> EXERCISE INPUTS:
┄┄┄┄┄┄
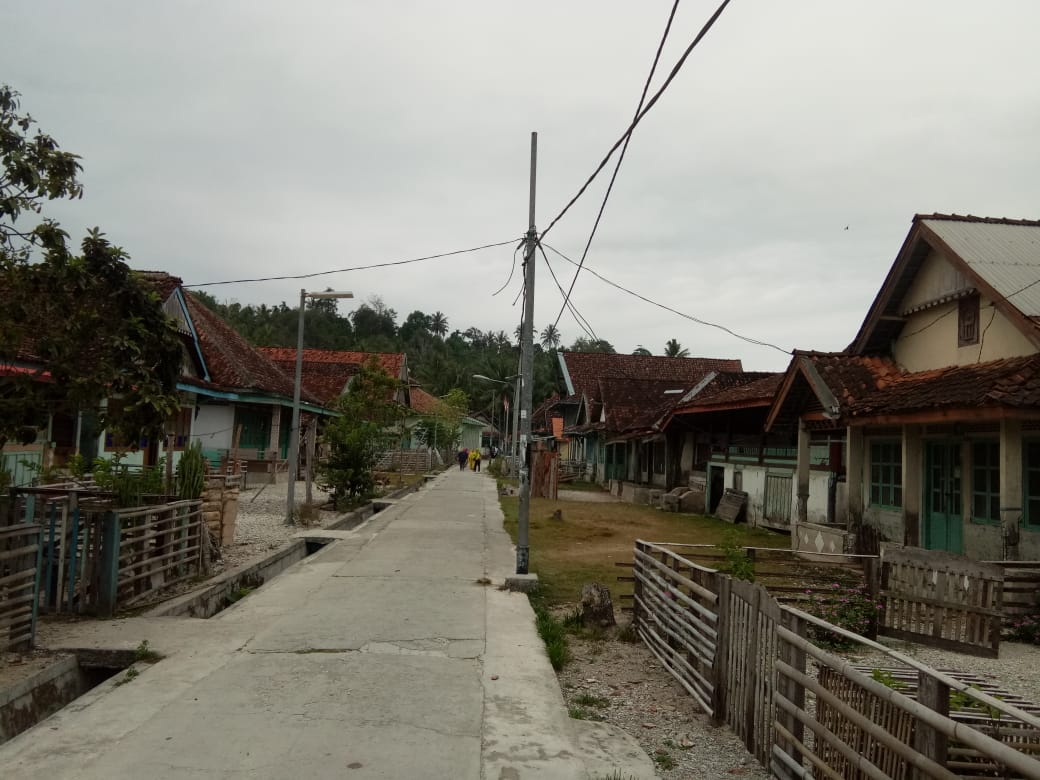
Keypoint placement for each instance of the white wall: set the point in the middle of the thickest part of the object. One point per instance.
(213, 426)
┄┄┄┄┄┄
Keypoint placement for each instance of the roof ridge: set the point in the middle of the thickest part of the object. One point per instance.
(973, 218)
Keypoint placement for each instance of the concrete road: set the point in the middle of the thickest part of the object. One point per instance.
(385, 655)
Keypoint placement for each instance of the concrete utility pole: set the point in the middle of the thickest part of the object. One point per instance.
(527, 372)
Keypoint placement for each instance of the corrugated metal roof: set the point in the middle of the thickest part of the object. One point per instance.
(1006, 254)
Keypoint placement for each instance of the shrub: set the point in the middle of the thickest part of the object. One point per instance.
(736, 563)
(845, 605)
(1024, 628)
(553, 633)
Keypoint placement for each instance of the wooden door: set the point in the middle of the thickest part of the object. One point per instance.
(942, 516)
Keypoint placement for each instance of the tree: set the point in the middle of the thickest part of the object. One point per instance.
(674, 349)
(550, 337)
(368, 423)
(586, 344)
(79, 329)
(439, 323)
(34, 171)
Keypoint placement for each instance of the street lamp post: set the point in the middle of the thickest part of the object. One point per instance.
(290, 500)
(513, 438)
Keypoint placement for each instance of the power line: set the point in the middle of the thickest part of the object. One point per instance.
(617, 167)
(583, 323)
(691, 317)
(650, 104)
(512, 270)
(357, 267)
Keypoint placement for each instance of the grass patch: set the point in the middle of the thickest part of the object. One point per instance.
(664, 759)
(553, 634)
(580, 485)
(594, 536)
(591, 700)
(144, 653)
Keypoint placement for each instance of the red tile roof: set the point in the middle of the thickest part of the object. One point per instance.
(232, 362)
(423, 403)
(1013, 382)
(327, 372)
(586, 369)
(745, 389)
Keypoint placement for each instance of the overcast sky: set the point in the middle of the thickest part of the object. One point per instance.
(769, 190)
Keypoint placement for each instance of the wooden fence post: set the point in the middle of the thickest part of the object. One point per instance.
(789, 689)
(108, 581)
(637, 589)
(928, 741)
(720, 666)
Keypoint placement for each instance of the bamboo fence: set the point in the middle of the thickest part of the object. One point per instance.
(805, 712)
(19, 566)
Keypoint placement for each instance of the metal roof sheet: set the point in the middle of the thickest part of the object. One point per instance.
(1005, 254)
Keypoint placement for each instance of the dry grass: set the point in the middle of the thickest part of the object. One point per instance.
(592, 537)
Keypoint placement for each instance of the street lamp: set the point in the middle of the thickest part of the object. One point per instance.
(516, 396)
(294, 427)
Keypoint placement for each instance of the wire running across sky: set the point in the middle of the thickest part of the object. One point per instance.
┄┄┄┄┄┄
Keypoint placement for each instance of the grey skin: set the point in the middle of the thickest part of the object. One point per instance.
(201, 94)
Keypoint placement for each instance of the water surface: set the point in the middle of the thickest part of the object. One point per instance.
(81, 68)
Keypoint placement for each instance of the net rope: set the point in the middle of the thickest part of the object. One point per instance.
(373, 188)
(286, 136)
┄┄┄┄┄┄
> YOUR OBJECTIVE: Give back, exactly as written, the stretch from the line with "Keypoint placement for each instance of the street lamp: set" through the line with "Keypoint placement for each instance of the wire", and no other lines from the records above.

> RESPONSE FOR THIS EXERCISE:
Keypoint placement for each instance of the street lamp: set the point in the middle of the thickest part of the object. One point per instance.
(516, 396)
(294, 427)
Keypoint placement for each instance of the wire running across sky: set the point in the middle of the thickest part of the object. One point per instance.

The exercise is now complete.